WRITTEN TASK: In the forum thread below, which folders does the code create under its home path? Give each folder's name.

EXCERPTED PASSAGE:

**********

Python Forum
Traceback error - Printable Version

+- Python Forum (https://python-forum.io)
+-- Forum: Python Coding (https://python-forum.io/forum-7.html)
+--- Forum: Web Scraping & Web Development (https://python-forum.io/forum-13.html)
+--- Thread: Traceback error (/thread-10502.html)

Pages: 1 2 3 4 5 6


RE: Traceback error - buran - May-23-2018

I think this is it https://python-forum.io/Thread-EOL-While-Scanning-String-Literal?page=4


RE: Traceback error - tjnichols - May-23-2018

Ok - I like the idea of going back to the Larz60+ file. The problem is it only gets me half of what I need.

        self.homepath = Path('.')
        self.completionspath = self.homepath / 'comppdf'
        self.completionspath.mkdir(exist_ok=True)
        self.geocorepdf = self.homepath / 'geocorepdf'
        self.geocorepdf.mkdir(exist_ok=True)
        self.textpath = self.homepath / 'text'
        self.text.mkdir(exist_ok=True)
While this is only creating folders - it will hold completion reports for oil and gas wells. For example: http://wogcc.state.wy.us/legacywogcce.cfm and click on 'Wells', then click on 'By API Number' and then enter 2521203 in the space provided. Up on the top right are 'Completions' and 'Cores/Pressures/Reports'. These are the two places I need reports from.

Larz60+'s file is the one that got me where I am right now. I'm new to this and he has helped me more than most can possibly imagine. That said - this is where we are.

import requests
from bs4 import BeautifulSoup
from pathlib import Path

class GetCompletions:
    def __init__(self, infile):
        """Above will create a folder called comppdf, and geocorepdf wherever the WOGCC
           File Downloads file is run from as well as a text file for my api file to
           reside.
        """
        self.homepath = Path('.')
        self.completionspath = self.homepath / 'comppdf'
        self.completionspath.mkdir(exist_ok=True)
        self.geocorepdf = self.homepath / 'geocorepdf'
        self.geocorepdf.mkdir(exist_ok=True)
        self.textpath = self.homepath / 'text'
        self.textpath.mkdir(exist_ok=True)

        self.infile = self.textpath / infile
        self.api = []

        self.parse_and_save(getpdfs=True)



    def get_url(self):
        for entry in self.apis:
            yield (entry, "http://wogcc.state.wy.us/wyocomp.cfm?nAPI=[]".format(entry[3:10]))
            yield (entry, "http://wogcc.state.wy.us/whatupcores.cfm?autonum=[]".format(entry[3:10]))

        """Above will get the URL that matches my API numbers."""

    def parse_and_save(self, getpdfs=False):
        for file in filelist:
            with file.open('r') as f:
                soup = BeautifulSoup(f.read(), 'lxml')
            if getpdfs:
                links = soup.find_all('a')
                for link in links:
                    url in link['href']
                    if 'www' in url:
                        continue
                    print('downloading pdf at: {}'.format(url))
                    p = url.index('=')
                    response = requests.get(url, stream=True, allow_redirects=False)
                    if response.status_code == 200:
                        try:
                            header_info = response.headers['Content-Disposition']
                            idx = header_info.index('filename')

**********

RECORDS SHOWN:

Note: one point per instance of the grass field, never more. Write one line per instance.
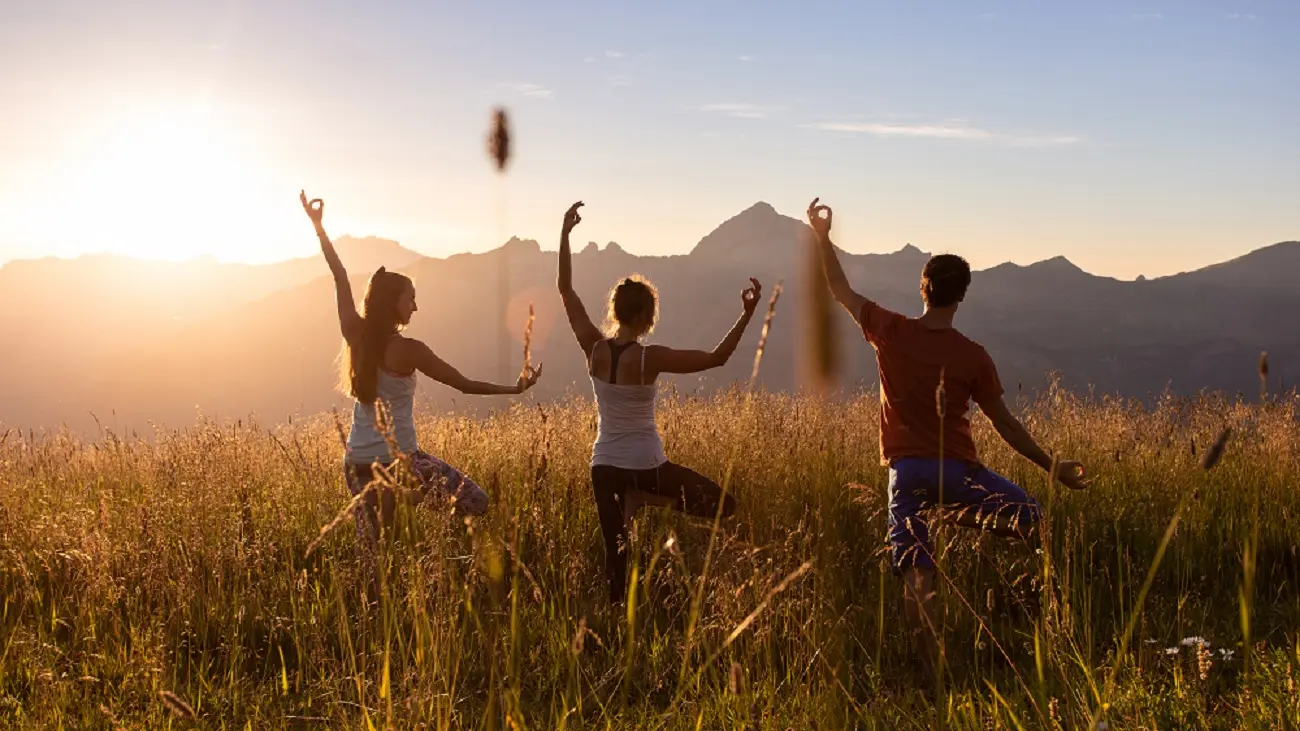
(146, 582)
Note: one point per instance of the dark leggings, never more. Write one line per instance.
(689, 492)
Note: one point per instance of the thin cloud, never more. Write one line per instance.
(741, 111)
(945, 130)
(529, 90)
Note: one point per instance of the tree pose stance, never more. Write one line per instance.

**********

SOLVED PROBLEM: comppdf, geocorepdf, text